TASK PROMPT: Swap "Output" for "Boxes" everywhere in the records below and reproduce them with nothing else changed. Leave the pictures out of your answer.

PROVIDED RECORDS:
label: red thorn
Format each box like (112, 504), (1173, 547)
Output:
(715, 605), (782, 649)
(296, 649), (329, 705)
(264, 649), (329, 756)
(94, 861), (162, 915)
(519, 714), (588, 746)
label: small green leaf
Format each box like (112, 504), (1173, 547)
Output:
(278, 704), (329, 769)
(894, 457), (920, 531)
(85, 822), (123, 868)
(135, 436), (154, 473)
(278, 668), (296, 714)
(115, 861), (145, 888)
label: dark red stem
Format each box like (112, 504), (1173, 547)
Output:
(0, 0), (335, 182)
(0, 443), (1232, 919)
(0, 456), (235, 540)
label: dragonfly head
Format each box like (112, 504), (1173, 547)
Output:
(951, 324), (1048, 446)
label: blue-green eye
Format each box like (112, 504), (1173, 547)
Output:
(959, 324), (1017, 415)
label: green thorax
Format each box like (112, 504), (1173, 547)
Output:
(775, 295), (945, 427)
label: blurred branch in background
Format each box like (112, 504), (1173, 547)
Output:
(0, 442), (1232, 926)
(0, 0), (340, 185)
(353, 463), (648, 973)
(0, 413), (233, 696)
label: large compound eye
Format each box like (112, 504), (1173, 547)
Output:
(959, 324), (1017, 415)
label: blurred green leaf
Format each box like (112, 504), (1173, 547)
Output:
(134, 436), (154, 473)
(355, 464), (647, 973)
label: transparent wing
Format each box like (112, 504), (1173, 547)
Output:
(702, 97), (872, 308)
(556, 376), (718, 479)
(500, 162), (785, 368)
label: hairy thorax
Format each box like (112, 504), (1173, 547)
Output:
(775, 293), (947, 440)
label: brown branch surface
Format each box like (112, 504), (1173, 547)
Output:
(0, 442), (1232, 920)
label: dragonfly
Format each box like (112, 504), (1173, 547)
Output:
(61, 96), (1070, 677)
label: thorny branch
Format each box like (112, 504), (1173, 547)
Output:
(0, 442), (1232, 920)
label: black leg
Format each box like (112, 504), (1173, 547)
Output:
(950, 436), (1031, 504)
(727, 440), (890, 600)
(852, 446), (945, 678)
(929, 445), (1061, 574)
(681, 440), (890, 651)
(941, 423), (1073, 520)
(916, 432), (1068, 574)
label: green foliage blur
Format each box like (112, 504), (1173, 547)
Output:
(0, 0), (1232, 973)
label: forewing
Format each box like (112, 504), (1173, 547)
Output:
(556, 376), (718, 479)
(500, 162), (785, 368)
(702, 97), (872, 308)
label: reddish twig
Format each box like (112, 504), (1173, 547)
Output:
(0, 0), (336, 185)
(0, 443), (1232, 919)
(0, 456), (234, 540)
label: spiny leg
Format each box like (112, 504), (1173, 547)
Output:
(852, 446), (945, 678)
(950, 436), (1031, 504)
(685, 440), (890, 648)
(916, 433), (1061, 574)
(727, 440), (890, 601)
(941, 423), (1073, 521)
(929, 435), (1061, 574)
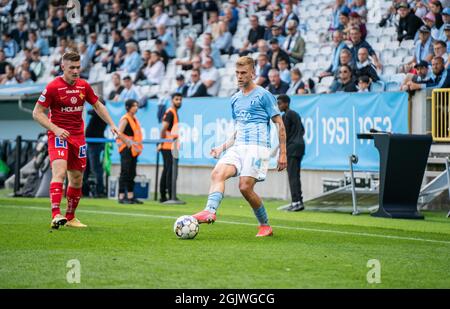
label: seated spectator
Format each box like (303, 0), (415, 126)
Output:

WORKED SOLUTION:
label: red thorn
Format each box like (112, 504), (1173, 547)
Boxes:
(715, 605), (782, 649)
(296, 649), (329, 705)
(264, 649), (329, 756)
(94, 861), (162, 915)
(519, 714), (588, 746)
label: small green leaf
Format each box like (112, 504), (1173, 547)
Boxes:
(278, 704), (329, 769)
(894, 457), (920, 531)
(85, 822), (123, 868)
(135, 436), (154, 473)
(278, 668), (296, 714)
(115, 861), (145, 888)
label: dark red stem
Format each box like (112, 504), (1173, 547)
Boxes:
(0, 0), (335, 182)
(0, 443), (1232, 919)
(0, 456), (235, 540)
label: dragonfly head
Format each box like (112, 504), (1173, 547)
Boxes:
(951, 324), (1048, 446)
label: blue-green eye
Format each box like (112, 504), (1173, 547)
Boxes:
(959, 324), (1017, 415)
label: green thorax
Format each box like (112, 504), (1173, 547)
Boxes:
(775, 295), (945, 427)
label: blurred branch in background
Format each box like (112, 504), (1173, 547)
Boxes:
(0, 442), (1232, 926)
(0, 0), (340, 185)
(353, 463), (648, 973)
(0, 413), (233, 696)
label: large compound eye
Format each box like (112, 504), (1173, 547)
Boxes:
(959, 324), (1017, 415)
label: blurred green leaf
Format each box like (112, 504), (1173, 547)
Boxes:
(134, 436), (154, 473)
(355, 464), (647, 973)
label: transparent wing
Format each box like (112, 504), (1173, 547)
Boxes:
(702, 97), (872, 308)
(556, 376), (718, 479)
(500, 162), (785, 368)
label: hairy thorax
Format each box like (112, 504), (1173, 547)
Boxes:
(775, 293), (947, 440)
label: brown branch surface
Format each box like (112, 504), (1173, 547)
Boxes:
(0, 442), (1232, 920)
label: dragonfly
Format each box like (112, 504), (1173, 547)
Boxes:
(61, 96), (1070, 677)
label: thorny branch
Format each box like (112, 504), (1173, 547)
Boxes:
(0, 442), (1232, 920)
label: black leg
Format each box like (112, 504), (1173, 547)
Boxes:
(950, 436), (1031, 504)
(727, 440), (890, 600)
(852, 446), (945, 678)
(929, 445), (1061, 574)
(681, 440), (890, 651)
(941, 423), (1073, 520)
(916, 432), (1068, 574)
label: green foliage blur
Format each box like (112, 504), (1173, 547)
Boxes:
(0, 0), (1232, 973)
label: forewing
Format each box like (112, 504), (1173, 547)
Boxes:
(556, 376), (718, 479)
(500, 162), (785, 368)
(702, 97), (872, 308)
label: reddish twig
Format each box like (112, 504), (1173, 547)
Boxes:
(0, 0), (336, 185)
(0, 443), (1232, 919)
(0, 456), (234, 540)
label: spiny leg
Format each box like (112, 504), (1173, 547)
Boxes:
(852, 446), (945, 678)
(950, 436), (1031, 504)
(685, 440), (890, 648)
(916, 433), (1061, 574)
(727, 440), (890, 601)
(941, 423), (1073, 521)
(929, 435), (1061, 574)
label: seated spectator
Format each box like (303, 0), (415, 126)
Boxes:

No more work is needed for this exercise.